TASK TO CARRY OUT >>
Answer these from the post on the Cambridge conference:
1. In which college is the IOCS summer conference being held?
2. For how many years has Father Nikolaos been the Orthodox co-secretary of the Saint Irenaeus Joint Orthodox-Catholic Working Group?
3. Where and in what year was he born?

PASSAGE SHOWN >>
_____

Monday, 31 August 2015
Finding common ground in dialogue
as we step across the water on stones
The IOCS summer conference in Sidney Sussex College, Cambridge, is looking at ecumenical and interfaith dialogue this week, and in the third session this afternoon [31 August 2015], the Greek theologian the Revd Professor Nikolaos Loudovikos of the University Ecclesiastical Academy of Thessaloniki, shared his personal experience in ecumenical dialogue between the Greek Orthodox and Roman Catholic traditions.
For 10 years, Father Nikolaos has been the Orthodox co-secretary of the Saint Irenaeus Joint Orthodox-Catholic Working Group. He is Professor of Dogmatics and Philosophy at the University Ecclesiastical Academy of Thessaloniki, a Visiting Professor at the Institute for Orthodox Christian Studies in Cambridge, and an Honorary Research Fellow at the University of Winchester.
This afternoon he spoke at the conference in Cambridge on “The International Catholic / Orthodox academic dialogue in the Saint Irenaeus Group: Adventures of an Orthodox Secretary.”
Father Nikolaos Loudovikos (π. Νικόλαος Λουδοβίκος) was born in Volos in 1959. He studied psychology, education, theology and philosophy in Athens, Thessaloniki, Paris and Cambridge. His PhD dissertation in Thessaloniki in 1989 was The Eucharistic Ontology in the Theological Thought of Saint Maximus the Confessor.
It was a discussion that brought us through the thinking of Saint Augustine of Hippo, Saint Maximus the Confessor, Saint Thomas Aquinas, through debates and discussions about the filioque, consubstantiality, perichoresis (περιχώρησις) and primacy.

_____

EXTRACTED INFORMATION >>
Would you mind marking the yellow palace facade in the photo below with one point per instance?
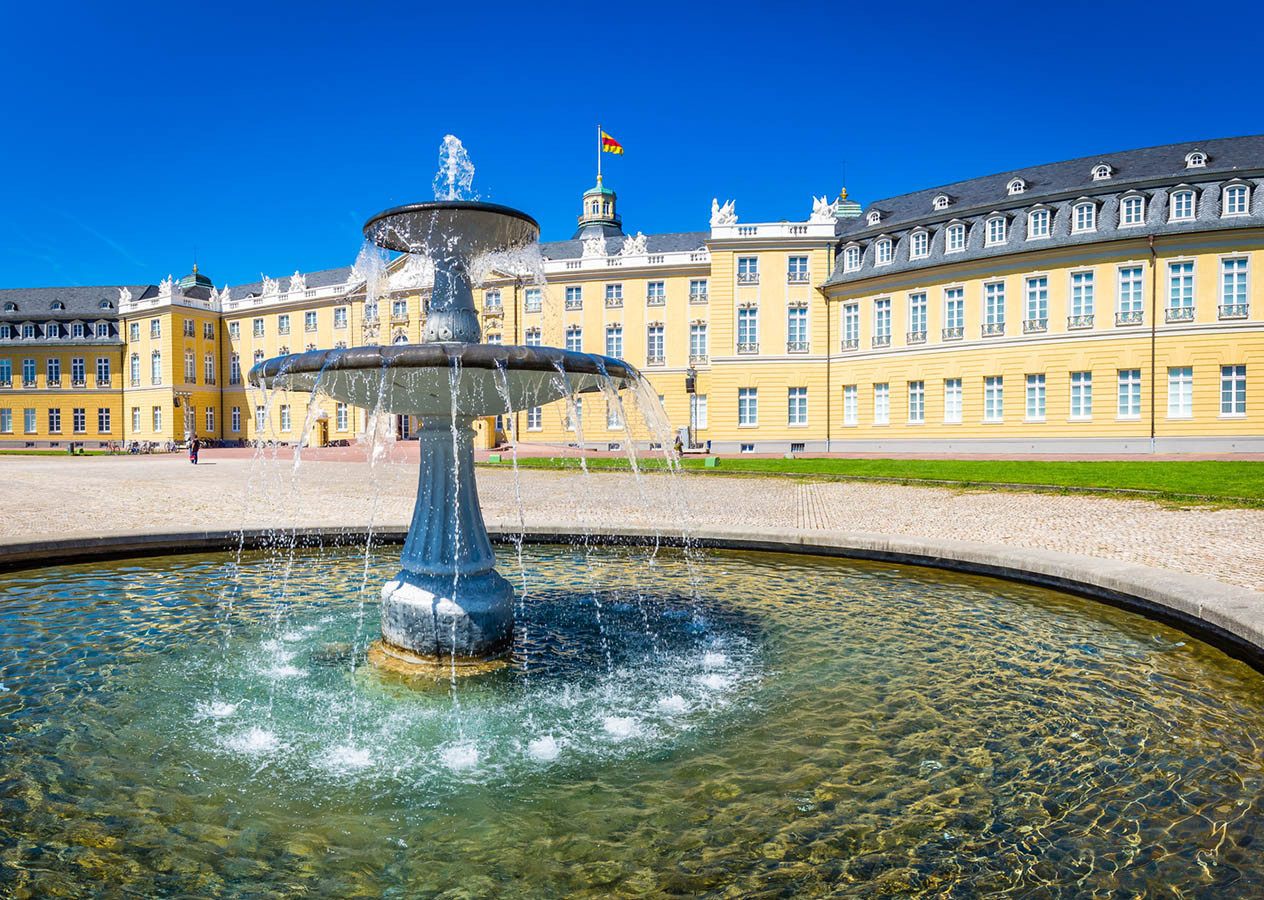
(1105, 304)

_____

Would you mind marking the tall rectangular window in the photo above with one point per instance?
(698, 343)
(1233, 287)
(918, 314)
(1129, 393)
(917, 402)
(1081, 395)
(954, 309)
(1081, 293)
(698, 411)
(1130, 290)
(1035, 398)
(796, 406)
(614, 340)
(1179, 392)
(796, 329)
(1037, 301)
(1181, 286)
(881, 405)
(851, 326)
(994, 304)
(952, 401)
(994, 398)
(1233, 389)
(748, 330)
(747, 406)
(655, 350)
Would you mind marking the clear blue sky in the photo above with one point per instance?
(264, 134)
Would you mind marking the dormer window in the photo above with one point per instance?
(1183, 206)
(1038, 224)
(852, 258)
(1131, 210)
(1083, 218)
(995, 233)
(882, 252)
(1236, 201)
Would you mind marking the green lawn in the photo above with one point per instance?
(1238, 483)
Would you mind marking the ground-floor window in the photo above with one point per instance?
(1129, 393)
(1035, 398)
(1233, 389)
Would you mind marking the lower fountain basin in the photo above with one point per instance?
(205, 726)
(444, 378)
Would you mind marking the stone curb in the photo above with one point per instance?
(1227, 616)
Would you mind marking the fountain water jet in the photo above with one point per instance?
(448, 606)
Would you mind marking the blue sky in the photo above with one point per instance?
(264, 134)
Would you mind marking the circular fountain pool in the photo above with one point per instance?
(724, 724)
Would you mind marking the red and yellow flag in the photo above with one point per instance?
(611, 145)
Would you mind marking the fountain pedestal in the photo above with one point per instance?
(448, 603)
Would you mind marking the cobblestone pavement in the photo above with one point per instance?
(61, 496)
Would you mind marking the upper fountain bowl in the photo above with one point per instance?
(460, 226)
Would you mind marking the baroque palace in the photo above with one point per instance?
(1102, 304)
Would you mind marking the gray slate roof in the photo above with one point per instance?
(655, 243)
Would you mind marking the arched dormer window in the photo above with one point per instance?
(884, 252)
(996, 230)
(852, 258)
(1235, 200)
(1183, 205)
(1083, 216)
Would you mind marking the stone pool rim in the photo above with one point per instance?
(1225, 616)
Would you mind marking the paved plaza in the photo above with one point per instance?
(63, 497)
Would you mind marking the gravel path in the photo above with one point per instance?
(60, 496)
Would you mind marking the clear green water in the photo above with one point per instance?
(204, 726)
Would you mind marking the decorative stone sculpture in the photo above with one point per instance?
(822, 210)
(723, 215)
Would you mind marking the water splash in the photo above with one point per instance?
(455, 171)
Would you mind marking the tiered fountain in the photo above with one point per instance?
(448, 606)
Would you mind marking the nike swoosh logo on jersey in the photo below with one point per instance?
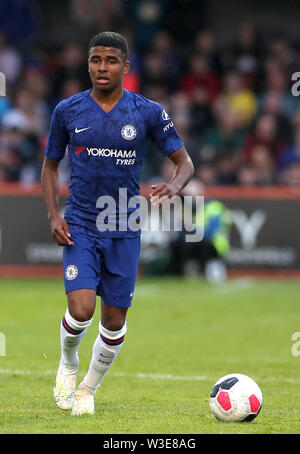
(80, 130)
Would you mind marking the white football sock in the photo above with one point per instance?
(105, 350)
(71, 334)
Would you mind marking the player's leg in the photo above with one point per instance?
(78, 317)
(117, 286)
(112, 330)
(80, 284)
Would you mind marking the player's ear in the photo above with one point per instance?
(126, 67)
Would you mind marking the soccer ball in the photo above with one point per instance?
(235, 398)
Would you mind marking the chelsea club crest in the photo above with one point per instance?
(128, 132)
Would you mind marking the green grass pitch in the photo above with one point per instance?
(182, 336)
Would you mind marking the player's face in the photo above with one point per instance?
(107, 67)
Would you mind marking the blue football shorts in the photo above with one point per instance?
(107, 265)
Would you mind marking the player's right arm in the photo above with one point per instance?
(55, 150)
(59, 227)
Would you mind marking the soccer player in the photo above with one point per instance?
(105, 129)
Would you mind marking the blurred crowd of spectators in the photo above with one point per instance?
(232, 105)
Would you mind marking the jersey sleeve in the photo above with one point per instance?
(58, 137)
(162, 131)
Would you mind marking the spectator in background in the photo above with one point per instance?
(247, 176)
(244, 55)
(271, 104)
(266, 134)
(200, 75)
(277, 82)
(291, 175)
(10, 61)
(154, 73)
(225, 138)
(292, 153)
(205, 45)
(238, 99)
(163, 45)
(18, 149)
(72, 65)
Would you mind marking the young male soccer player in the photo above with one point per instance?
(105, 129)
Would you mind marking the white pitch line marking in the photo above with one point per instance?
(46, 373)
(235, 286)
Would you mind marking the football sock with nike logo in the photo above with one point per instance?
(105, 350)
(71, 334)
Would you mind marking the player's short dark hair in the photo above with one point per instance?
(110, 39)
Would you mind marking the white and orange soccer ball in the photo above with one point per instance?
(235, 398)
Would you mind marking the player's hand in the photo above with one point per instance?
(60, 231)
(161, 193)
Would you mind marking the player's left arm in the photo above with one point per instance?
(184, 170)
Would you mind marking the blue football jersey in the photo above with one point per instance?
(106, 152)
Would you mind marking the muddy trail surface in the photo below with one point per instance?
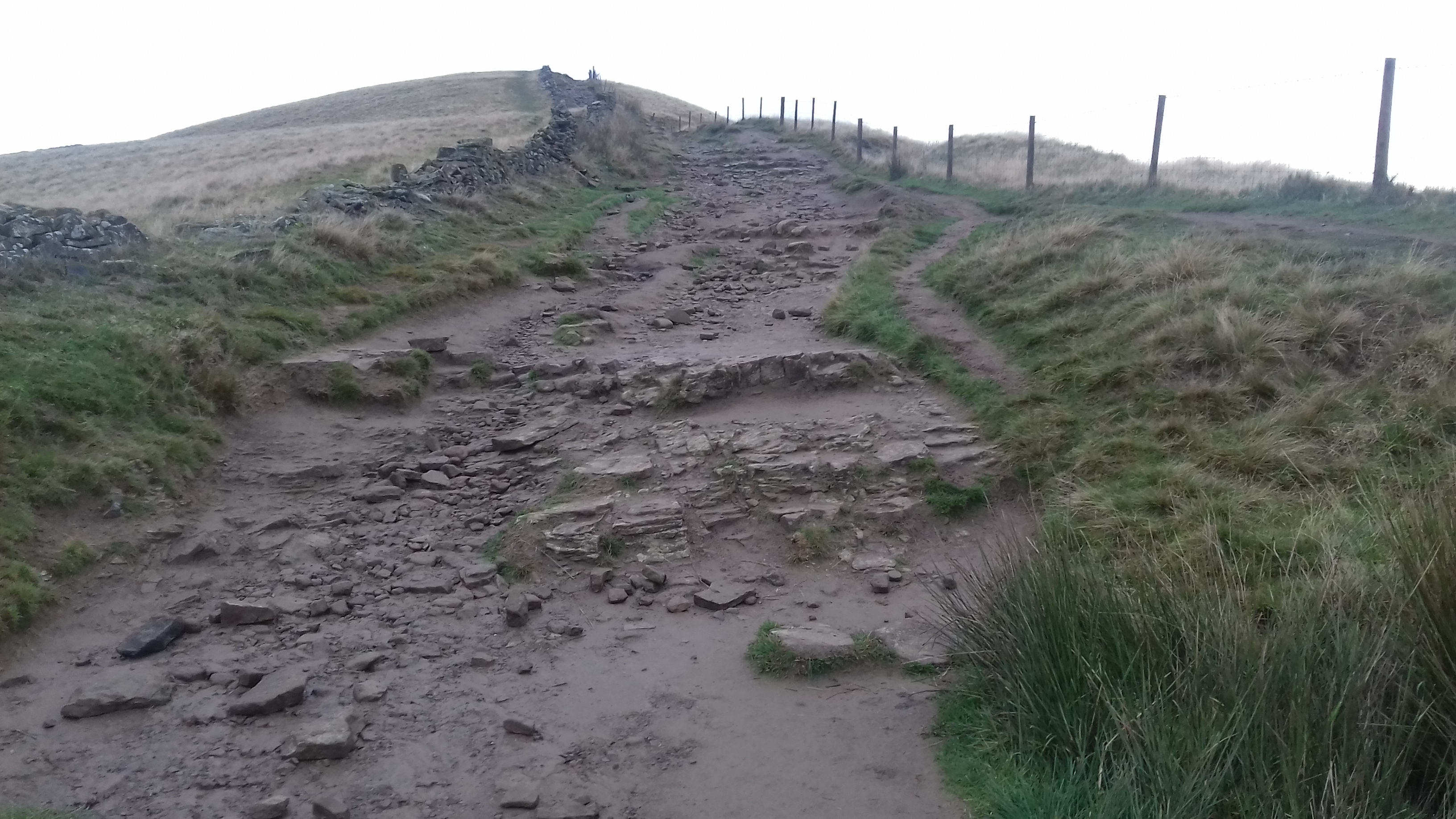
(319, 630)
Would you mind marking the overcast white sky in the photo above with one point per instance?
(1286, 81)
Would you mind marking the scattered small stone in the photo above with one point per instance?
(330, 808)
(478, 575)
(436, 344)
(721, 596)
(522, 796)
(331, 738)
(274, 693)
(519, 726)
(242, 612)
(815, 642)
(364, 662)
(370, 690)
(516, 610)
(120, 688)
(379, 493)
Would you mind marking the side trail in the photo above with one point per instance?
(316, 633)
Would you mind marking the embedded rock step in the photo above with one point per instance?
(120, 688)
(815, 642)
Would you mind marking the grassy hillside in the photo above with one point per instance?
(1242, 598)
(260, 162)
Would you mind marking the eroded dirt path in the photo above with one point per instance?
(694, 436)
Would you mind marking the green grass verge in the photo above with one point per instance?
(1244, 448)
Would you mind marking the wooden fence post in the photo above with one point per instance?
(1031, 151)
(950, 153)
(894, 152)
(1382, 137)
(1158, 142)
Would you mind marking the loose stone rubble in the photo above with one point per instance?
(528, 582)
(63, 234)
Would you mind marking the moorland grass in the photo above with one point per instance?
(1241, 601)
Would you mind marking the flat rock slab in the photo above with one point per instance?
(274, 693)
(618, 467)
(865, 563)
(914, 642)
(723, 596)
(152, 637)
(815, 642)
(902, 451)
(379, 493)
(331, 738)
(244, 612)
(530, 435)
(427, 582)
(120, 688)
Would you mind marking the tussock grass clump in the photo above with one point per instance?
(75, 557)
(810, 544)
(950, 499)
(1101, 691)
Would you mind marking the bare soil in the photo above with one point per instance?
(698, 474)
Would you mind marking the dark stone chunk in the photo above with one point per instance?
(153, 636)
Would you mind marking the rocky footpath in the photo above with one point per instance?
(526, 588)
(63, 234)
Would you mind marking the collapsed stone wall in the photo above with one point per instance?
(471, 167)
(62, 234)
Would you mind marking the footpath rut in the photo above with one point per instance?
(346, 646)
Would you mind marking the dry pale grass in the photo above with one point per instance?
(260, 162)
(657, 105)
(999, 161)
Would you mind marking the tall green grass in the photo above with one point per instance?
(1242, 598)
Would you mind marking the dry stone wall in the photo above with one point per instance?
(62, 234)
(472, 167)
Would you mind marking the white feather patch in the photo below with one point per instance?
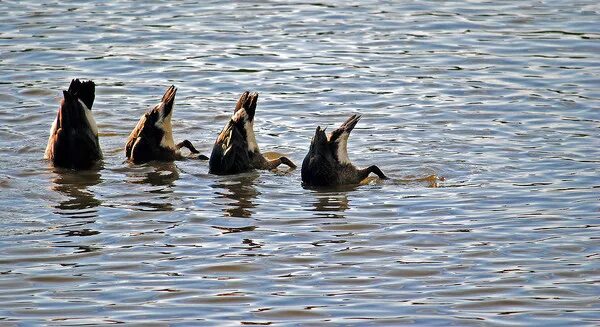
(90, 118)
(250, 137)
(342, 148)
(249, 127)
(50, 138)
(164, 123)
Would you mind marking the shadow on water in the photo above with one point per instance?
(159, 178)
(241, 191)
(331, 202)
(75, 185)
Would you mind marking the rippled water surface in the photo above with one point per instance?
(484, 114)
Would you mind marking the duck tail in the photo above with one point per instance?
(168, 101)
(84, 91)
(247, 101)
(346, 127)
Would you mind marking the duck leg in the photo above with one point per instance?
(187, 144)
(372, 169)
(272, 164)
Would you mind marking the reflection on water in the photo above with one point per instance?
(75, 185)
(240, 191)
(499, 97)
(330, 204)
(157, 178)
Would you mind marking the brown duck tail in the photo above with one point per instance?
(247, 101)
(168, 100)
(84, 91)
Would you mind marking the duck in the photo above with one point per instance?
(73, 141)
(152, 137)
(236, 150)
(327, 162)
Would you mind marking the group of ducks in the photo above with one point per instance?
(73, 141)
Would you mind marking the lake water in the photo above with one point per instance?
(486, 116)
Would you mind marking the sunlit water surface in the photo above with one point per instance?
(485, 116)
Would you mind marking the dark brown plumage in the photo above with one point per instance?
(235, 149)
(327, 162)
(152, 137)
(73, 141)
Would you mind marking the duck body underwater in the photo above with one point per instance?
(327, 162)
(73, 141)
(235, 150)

_____

RESULT OF THIS TASK >>
1. Sidney Sussex College, Cambridge
2. 10 years
3. Volos, in 1959